Required work. Could you find every line in the records below that contains the word "trees" and copy it?

........

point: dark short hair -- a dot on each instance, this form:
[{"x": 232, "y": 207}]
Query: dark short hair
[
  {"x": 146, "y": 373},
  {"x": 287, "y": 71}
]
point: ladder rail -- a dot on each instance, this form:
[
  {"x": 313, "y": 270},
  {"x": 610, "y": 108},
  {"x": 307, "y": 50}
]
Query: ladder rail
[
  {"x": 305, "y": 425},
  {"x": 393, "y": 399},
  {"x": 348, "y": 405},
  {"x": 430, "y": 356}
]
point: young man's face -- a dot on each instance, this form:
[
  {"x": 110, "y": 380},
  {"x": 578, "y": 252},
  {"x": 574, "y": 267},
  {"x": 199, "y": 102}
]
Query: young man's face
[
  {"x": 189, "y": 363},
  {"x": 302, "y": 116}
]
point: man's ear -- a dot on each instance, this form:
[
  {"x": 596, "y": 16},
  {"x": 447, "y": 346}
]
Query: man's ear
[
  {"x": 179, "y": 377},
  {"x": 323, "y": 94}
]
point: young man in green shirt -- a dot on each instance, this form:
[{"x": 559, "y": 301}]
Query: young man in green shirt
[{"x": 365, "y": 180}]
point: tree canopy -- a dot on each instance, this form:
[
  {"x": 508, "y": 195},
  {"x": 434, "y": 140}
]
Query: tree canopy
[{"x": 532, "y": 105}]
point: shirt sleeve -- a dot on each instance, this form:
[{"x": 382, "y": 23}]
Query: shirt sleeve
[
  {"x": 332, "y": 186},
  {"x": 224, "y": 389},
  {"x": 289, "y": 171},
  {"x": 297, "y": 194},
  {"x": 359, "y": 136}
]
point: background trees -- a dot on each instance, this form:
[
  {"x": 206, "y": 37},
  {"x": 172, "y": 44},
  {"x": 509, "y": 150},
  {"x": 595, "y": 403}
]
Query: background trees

........

Answer section.
point: background trees -- a dot on each instance, this form:
Query: background trees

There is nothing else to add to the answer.